## Task requirements
Take the records below from their first line through the line holding "box: [82, 52, 134, 112]", and set each of those lines down exactly, without pictures.

= Beginning of Section =

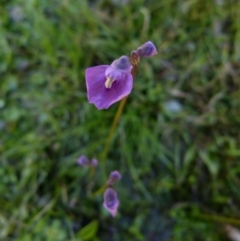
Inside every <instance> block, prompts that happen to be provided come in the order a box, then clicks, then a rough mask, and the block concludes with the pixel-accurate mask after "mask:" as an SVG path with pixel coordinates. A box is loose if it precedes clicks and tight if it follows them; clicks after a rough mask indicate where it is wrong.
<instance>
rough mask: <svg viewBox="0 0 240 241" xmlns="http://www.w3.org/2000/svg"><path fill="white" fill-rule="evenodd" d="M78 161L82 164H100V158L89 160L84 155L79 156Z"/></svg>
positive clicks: (85, 164)
mask: <svg viewBox="0 0 240 241" xmlns="http://www.w3.org/2000/svg"><path fill="white" fill-rule="evenodd" d="M77 163H78V164H79V165H81V166H92V167H96V166H97V165H98V160H97V159H92V160H89V159H88V158H87V157H86V156H84V155H82V156H80V157H79V158H78V160H77Z"/></svg>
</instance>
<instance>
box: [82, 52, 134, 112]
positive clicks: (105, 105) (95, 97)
mask: <svg viewBox="0 0 240 241" xmlns="http://www.w3.org/2000/svg"><path fill="white" fill-rule="evenodd" d="M131 70H132V65H131V62H130V59H129V57H127V56H122V57H120V58H119V59H116V60H114V61H113V62H112V64H111V65H110V66H109V65H99V66H95V67H90V68H88V69H87V70H86V85H87V92H88V93H87V95H88V100H89V103H92V104H94V105H95V106H96V107H97V108H98V109H99V110H101V109H107V108H108V107H109V106H110V105H112V104H114V103H115V102H117V101H119V100H121V99H122V98H124V97H125V96H127V95H129V94H130V92H131V91H132V87H133V77H132V75H131Z"/></svg>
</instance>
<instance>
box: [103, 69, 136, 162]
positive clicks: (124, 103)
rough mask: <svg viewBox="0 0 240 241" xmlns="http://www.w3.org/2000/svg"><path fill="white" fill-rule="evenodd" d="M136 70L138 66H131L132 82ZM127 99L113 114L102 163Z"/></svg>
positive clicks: (104, 158)
mask: <svg viewBox="0 0 240 241" xmlns="http://www.w3.org/2000/svg"><path fill="white" fill-rule="evenodd" d="M137 68H138V65H133V69H132V73H131V74H132V77H133V80H134V78H135V77H136V75H137ZM127 97H128V96H126V97H124V98H123V99H122V100H121V102H120V104H119V106H118V109H117V113H116V114H115V117H114V119H113V122H112V126H111V128H110V131H109V134H108V137H107V139H106V142H105V146H104V149H103V152H102V155H101V162H104V161H105V160H106V158H107V155H108V152H109V149H110V143H111V140H112V137H113V134H114V132H115V130H116V127H117V124H118V121H119V119H120V117H121V115H122V112H123V108H124V106H125V104H126V102H127Z"/></svg>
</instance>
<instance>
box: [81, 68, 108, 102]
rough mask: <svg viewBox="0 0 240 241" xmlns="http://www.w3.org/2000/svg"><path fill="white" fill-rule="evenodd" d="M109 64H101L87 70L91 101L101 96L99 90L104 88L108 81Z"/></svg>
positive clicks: (87, 87)
mask: <svg viewBox="0 0 240 241" xmlns="http://www.w3.org/2000/svg"><path fill="white" fill-rule="evenodd" d="M108 67H109V66H108V65H99V66H95V67H91V68H87V70H86V75H85V76H86V85H87V95H88V100H89V103H94V101H95V100H96V99H98V98H99V91H100V90H101V89H102V88H104V83H105V81H106V77H105V71H106V69H107V68H108Z"/></svg>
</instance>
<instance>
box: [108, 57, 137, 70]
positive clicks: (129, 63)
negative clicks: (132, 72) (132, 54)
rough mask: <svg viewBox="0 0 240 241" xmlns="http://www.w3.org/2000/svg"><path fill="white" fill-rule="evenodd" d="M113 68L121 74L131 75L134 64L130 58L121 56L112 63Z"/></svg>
mask: <svg viewBox="0 0 240 241" xmlns="http://www.w3.org/2000/svg"><path fill="white" fill-rule="evenodd" d="M111 67H114V68H116V69H119V70H120V71H121V72H125V73H130V72H131V70H132V64H131V62H130V59H129V57H128V56H125V55H123V56H121V57H120V58H118V59H116V60H114V61H113V62H112V63H111Z"/></svg>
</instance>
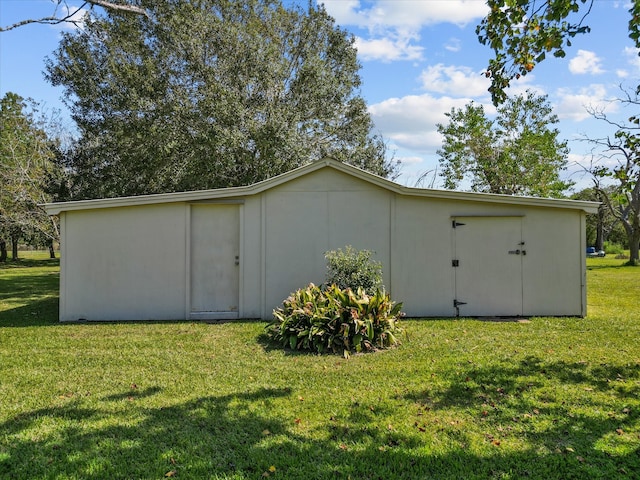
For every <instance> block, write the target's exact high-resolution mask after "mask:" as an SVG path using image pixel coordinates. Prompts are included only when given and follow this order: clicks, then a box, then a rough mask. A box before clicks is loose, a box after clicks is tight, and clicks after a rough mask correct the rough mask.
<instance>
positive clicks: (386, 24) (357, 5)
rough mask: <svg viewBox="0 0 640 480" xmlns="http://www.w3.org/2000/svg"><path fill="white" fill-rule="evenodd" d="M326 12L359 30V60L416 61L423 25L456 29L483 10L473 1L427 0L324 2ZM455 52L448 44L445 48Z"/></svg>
mask: <svg viewBox="0 0 640 480" xmlns="http://www.w3.org/2000/svg"><path fill="white" fill-rule="evenodd" d="M322 3H323V4H324V6H325V8H326V9H327V12H328V13H329V14H330V15H331V16H332V17H334V18H335V19H336V22H337V23H338V24H339V25H349V26H355V27H359V28H361V29H364V30H366V31H367V32H368V38H364V37H363V36H359V37H358V38H357V39H356V47H357V48H358V52H359V54H360V58H361V59H362V60H382V61H386V62H388V61H397V60H420V59H422V54H423V51H424V48H423V47H422V46H420V45H419V41H420V30H421V29H422V28H423V27H424V26H427V25H435V24H438V23H454V24H457V25H460V26H463V25H466V24H467V23H469V22H472V21H477V20H478V19H479V18H481V17H483V16H484V15H485V14H486V11H487V7H486V5H485V4H484V3H483V2H479V1H476V0H431V1H428V2H422V1H417V2H398V1H390V0H377V1H375V2H371V3H367V4H366V5H364V4H363V3H361V2H360V1H358V0H324V1H323V2H322ZM445 48H447V49H448V50H450V51H457V50H456V49H459V45H457V44H456V42H455V39H454V41H450V42H449V44H448V45H447V46H446V47H445Z"/></svg>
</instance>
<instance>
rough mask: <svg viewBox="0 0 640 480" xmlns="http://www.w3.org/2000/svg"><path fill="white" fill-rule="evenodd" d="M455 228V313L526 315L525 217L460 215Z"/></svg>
mask: <svg viewBox="0 0 640 480" xmlns="http://www.w3.org/2000/svg"><path fill="white" fill-rule="evenodd" d="M452 227H453V232H454V233H453V251H454V260H453V263H452V265H453V268H454V272H455V275H454V277H455V298H454V308H455V309H456V310H455V313H456V314H457V315H458V314H459V315H461V316H518V315H522V312H523V308H522V306H523V292H522V259H523V258H524V256H525V255H526V245H525V244H524V242H523V240H522V218H521V217H457V218H454V219H453V221H452Z"/></svg>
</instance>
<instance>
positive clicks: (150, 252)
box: [60, 204, 187, 321]
mask: <svg viewBox="0 0 640 480" xmlns="http://www.w3.org/2000/svg"><path fill="white" fill-rule="evenodd" d="M186 212H187V211H186V209H185V205H184V204H168V205H157V206H156V205H147V206H142V207H125V208H113V209H102V210H83V211H77V212H69V213H64V214H63V215H62V217H61V219H62V236H63V241H62V248H63V250H62V252H61V262H62V263H61V304H60V319H61V320H62V321H74V320H79V319H86V320H131V319H135V320H173V319H183V318H185V295H186V294H185V288H186V263H185V232H186V224H185V218H186Z"/></svg>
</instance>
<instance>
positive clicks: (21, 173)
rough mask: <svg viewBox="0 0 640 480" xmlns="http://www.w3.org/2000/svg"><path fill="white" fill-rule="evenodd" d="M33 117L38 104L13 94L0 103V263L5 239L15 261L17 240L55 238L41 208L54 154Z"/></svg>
mask: <svg viewBox="0 0 640 480" xmlns="http://www.w3.org/2000/svg"><path fill="white" fill-rule="evenodd" d="M36 113H37V104H35V103H33V102H32V103H31V104H30V105H29V104H28V103H27V101H25V100H24V99H23V98H22V97H20V96H19V95H17V94H15V93H12V92H8V93H7V94H5V96H4V97H3V98H2V99H1V100H0V260H5V259H6V255H7V254H6V241H7V239H10V240H11V242H12V243H13V257H14V258H16V257H17V241H18V239H19V238H29V237H34V236H35V237H40V238H46V239H48V240H49V241H52V240H53V239H56V238H57V236H58V231H57V226H56V223H55V221H53V220H52V219H51V218H49V216H48V215H47V214H46V213H45V211H44V210H43V208H42V207H41V206H40V204H41V203H43V202H46V201H48V200H49V199H50V197H49V195H48V193H47V179H48V178H49V176H50V175H51V174H52V172H53V170H54V168H53V163H52V160H53V155H54V153H53V148H52V147H53V145H52V143H51V141H50V140H49V138H48V136H47V134H46V133H45V131H44V129H43V128H42V125H40V124H39V121H38V119H37V118H36Z"/></svg>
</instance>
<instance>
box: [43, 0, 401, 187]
mask: <svg viewBox="0 0 640 480" xmlns="http://www.w3.org/2000/svg"><path fill="white" fill-rule="evenodd" d="M140 5H141V6H142V7H144V8H145V10H146V12H147V14H146V15H131V14H128V13H127V12H122V11H118V10H109V11H106V12H105V13H104V14H99V13H97V12H92V13H90V15H89V17H88V19H87V21H86V22H85V25H84V27H83V28H82V29H77V30H75V31H72V32H65V33H63V34H62V40H61V43H60V46H59V47H58V49H57V50H56V51H55V52H54V54H53V57H52V58H49V59H48V60H47V64H46V77H47V79H48V80H49V81H50V82H51V83H52V84H53V85H56V86H63V87H64V88H65V92H66V97H67V98H68V106H69V107H70V109H71V111H72V116H73V118H74V120H75V121H76V123H77V125H78V128H79V131H80V139H79V141H78V143H77V144H76V145H75V146H74V148H73V149H72V150H71V151H70V152H69V155H68V166H69V167H70V169H71V170H72V171H73V172H74V180H75V181H76V185H77V186H76V188H75V189H74V195H75V197H76V198H90V197H111V196H121V195H137V194H144V193H157V192H170V191H184V190H196V189H203V188H219V187H230V186H238V185H247V184H252V183H255V182H257V181H260V180H264V179H266V178H269V177H272V176H274V175H277V174H280V173H283V172H285V171H288V170H290V169H292V168H294V167H297V166H300V165H302V164H304V163H308V162H310V161H314V160H317V159H321V158H325V157H332V158H335V159H337V160H339V161H343V162H347V163H351V164H353V165H356V166H358V167H361V168H364V169H366V170H369V171H371V172H373V173H376V174H380V175H382V176H388V175H392V174H393V172H394V168H395V167H393V166H392V163H391V162H390V161H387V160H386V159H385V155H386V146H385V144H384V142H383V141H382V139H381V138H380V137H378V136H376V135H373V133H372V129H373V123H372V121H371V118H370V115H369V113H368V112H367V108H366V104H365V102H364V100H363V98H362V97H361V96H360V95H359V87H360V76H359V73H358V72H359V69H360V65H359V63H358V60H357V56H356V49H355V47H354V39H353V38H352V37H350V36H349V35H348V34H347V32H346V31H345V30H342V29H340V28H339V27H337V26H336V25H335V23H334V20H333V19H332V18H331V17H330V16H329V15H328V14H327V13H326V11H325V10H324V8H323V7H322V6H321V5H319V6H314V5H312V4H311V3H310V4H309V6H308V10H306V11H305V10H304V9H302V8H301V7H300V6H298V5H292V4H287V6H284V5H283V4H282V3H281V2H280V0H250V1H246V2H233V1H229V0H224V1H216V0H203V1H198V2H196V1H192V0H159V1H156V0H154V1H151V0H143V1H141V2H140Z"/></svg>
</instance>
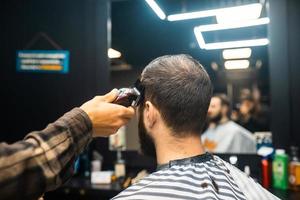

= End of Section =

## Task output
Inside every <instance> block, prompts that happen to be provided come in the order a box, then clicks, then a rough mask, and the block concludes with the pixel-accurate mask after "mask:" as an SVG path with pixel coordinates. A box is loose if it precedes clicks and tight if it follows them; clicks after a rough mask indicate where it is wrong.
<instance>
rough mask: <svg viewBox="0 0 240 241" xmlns="http://www.w3.org/2000/svg"><path fill="white" fill-rule="evenodd" d="M78 161L82 164H100V158L89 160L84 155L79 156Z"/></svg>
positive clicks: (85, 164)
mask: <svg viewBox="0 0 240 241" xmlns="http://www.w3.org/2000/svg"><path fill="white" fill-rule="evenodd" d="M77 163H78V164H79V165H81V166H92V167H96V166H97V165H98V160H97V159H92V160H89V159H88V158H87V157H86V156H84V155H82V156H80V157H79V158H78V160H77Z"/></svg>
</instance>
<instance>
box: [82, 52, 134, 112]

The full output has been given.